Quote the whole listing exactly. Leave the pictures out of your copy.
### SUPPLIED INFORMATION ###
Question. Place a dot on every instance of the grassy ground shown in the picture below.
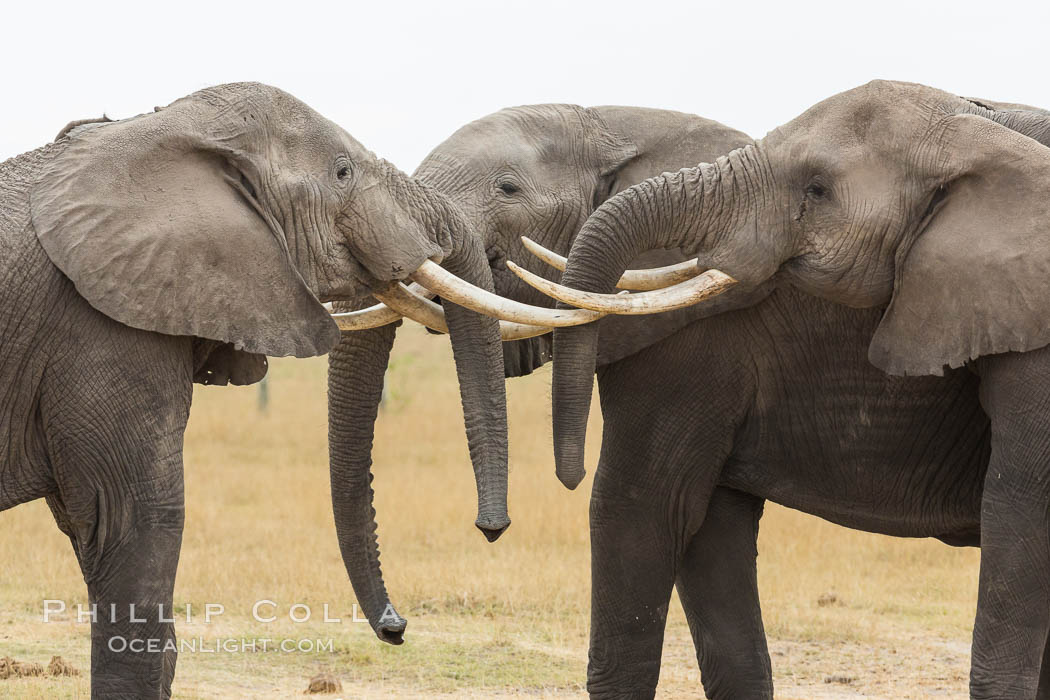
(485, 620)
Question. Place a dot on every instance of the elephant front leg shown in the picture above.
(1013, 600)
(639, 523)
(632, 575)
(717, 584)
(132, 636)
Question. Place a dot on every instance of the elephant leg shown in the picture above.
(1013, 600)
(642, 518)
(1044, 691)
(116, 446)
(633, 565)
(718, 587)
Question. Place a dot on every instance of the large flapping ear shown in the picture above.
(154, 223)
(977, 279)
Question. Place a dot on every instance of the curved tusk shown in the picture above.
(511, 331)
(641, 280)
(406, 302)
(684, 294)
(372, 317)
(449, 287)
(400, 300)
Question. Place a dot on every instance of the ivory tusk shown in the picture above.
(406, 302)
(684, 294)
(642, 280)
(400, 300)
(372, 317)
(435, 278)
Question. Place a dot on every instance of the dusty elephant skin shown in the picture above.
(772, 414)
(889, 193)
(185, 245)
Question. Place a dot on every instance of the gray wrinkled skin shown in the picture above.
(185, 245)
(889, 193)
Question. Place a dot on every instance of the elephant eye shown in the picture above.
(245, 183)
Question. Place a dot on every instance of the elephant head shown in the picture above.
(231, 215)
(889, 193)
(539, 171)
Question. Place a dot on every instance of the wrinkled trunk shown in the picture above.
(356, 373)
(356, 369)
(693, 209)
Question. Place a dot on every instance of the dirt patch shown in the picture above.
(323, 683)
(12, 669)
(60, 666)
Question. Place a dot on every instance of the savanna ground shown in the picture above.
(848, 614)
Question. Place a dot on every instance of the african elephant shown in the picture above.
(928, 213)
(539, 171)
(184, 246)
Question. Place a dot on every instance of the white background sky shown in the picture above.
(402, 76)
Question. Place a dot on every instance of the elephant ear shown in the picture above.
(608, 150)
(977, 279)
(152, 220)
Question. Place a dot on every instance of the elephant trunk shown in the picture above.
(356, 369)
(691, 210)
(478, 352)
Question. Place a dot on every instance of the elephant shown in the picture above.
(924, 213)
(540, 170)
(182, 246)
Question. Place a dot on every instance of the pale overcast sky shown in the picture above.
(403, 76)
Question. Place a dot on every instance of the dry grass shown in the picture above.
(485, 620)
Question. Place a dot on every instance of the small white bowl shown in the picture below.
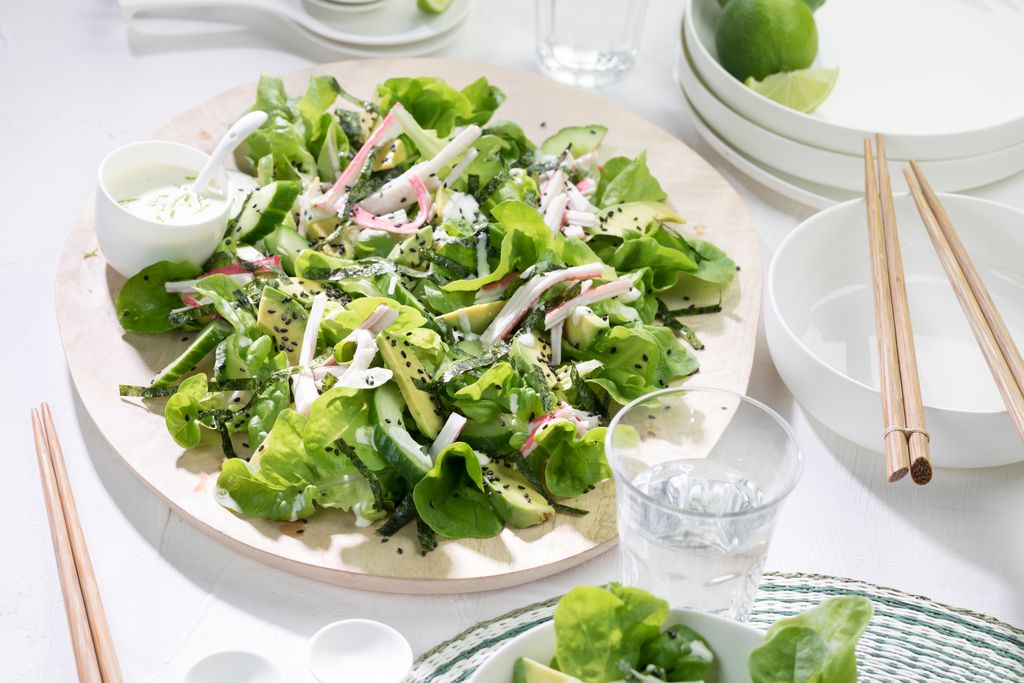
(833, 169)
(731, 642)
(358, 649)
(130, 242)
(819, 321)
(233, 666)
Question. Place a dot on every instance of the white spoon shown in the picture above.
(233, 666)
(358, 649)
(232, 138)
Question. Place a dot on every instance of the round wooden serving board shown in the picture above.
(330, 547)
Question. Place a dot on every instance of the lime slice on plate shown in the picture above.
(803, 90)
(433, 6)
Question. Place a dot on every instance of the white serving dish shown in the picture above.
(897, 76)
(841, 171)
(731, 642)
(130, 242)
(819, 323)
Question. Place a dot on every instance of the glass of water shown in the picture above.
(588, 42)
(699, 477)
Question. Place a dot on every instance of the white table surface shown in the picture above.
(73, 86)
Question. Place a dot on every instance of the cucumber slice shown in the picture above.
(401, 452)
(265, 210)
(580, 140)
(288, 244)
(387, 407)
(205, 341)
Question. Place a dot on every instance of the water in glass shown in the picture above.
(588, 42)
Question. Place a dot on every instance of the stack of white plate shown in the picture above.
(358, 28)
(939, 78)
###
**THE SOLUTION:**
Question. Place a dot on every instance of the grassy ground shown in the picture below.
(485, 620)
Question. Place a dot on every instance of the elephant front leg shown in the picture above.
(1013, 600)
(639, 523)
(632, 575)
(717, 584)
(132, 636)
Question. Place a dot on every instance of the elephant leg shown in the picture above.
(1013, 600)
(642, 518)
(1044, 691)
(116, 446)
(633, 565)
(718, 587)
Question. Place a dot on every instance of the large flapping ear shown in the picture above.
(154, 223)
(977, 279)
Question. Place a dot on every instance of the curved tusk shown in the picture above.
(511, 331)
(641, 280)
(406, 302)
(684, 294)
(372, 317)
(449, 287)
(400, 300)
Question. Place a dot on every instance of the ivory tusk shown in the picture above.
(406, 302)
(684, 294)
(642, 280)
(400, 300)
(372, 317)
(435, 278)
Question. Place a dot on every instance of the dusty elephant skin shown in the picture above.
(772, 414)
(889, 193)
(185, 245)
Question. Place a dot on every instance of the gray wrinkled skin shown in the picture above.
(185, 245)
(889, 193)
Question. Place a dot on every instance of the elephant eye shown in the picture above.
(245, 183)
Question. Place a dot on every instance of the elephant head shown in the picture above.
(231, 215)
(889, 193)
(539, 171)
Question. Place a dot on every instance of the wrinkled trunk shown in the picture above.
(356, 373)
(356, 369)
(693, 209)
Question. Place a dot on every instance of the dirt patch shown in the picture above.
(323, 683)
(12, 669)
(60, 666)
Question. Place a dot on every instance of the savanna ground shown in the picture above.
(848, 614)
Question. Place a dot on every instance of the african elephant shown in the picture above.
(928, 213)
(539, 171)
(184, 246)
Question. Place a dot on every instance of the white background sky shown in the picture above.
(402, 76)
Question. Place a dot on every instance of the elephant ear shown in the picture above.
(608, 150)
(977, 279)
(152, 220)
Question. Place a dot on every instance of the elephant trunk shown in the picture above.
(356, 369)
(691, 210)
(478, 352)
Question. Place a dot on every instance of the elephant shown in the picture above.
(924, 213)
(540, 170)
(182, 246)
Question. Place a dot on every instance of the pale overcast sky shown in the picture above.
(403, 76)
Question. Place a dot on every instance of the dry grass shown in the picture above.
(485, 620)
Question. Place a dot on every instance of the small white bowl shown in the picture below.
(833, 169)
(731, 642)
(358, 649)
(130, 242)
(819, 321)
(233, 666)
Question. Place a dot on every instance of the white spoon shown in the picture above.
(233, 666)
(358, 649)
(232, 138)
Question. Place a dot on every instance of the round wooden serving board shown in the picture above.
(330, 547)
Question. Place a dot on every instance of the lime slice on plate shown in the picture above.
(803, 90)
(433, 6)
Question. Place a dot on every instance of the white serving dish shown in the picture above.
(897, 76)
(841, 171)
(731, 642)
(130, 242)
(819, 323)
Question. Place a dot on every instance of the glass of water shown in the picture above.
(588, 42)
(699, 477)
Question. Place a dot on every instance of the white table surface shown in the picture above.
(73, 86)
Question. Place a dot on every instance of the cucumber slice shown in the picture above.
(401, 452)
(265, 210)
(580, 140)
(288, 244)
(387, 407)
(205, 341)
Question. Place a dot on every instance of the water in glass shown in the picture above.
(588, 42)
Question. Place a dot on every instance of the stack of white plate shown in the picture above.
(358, 28)
(939, 78)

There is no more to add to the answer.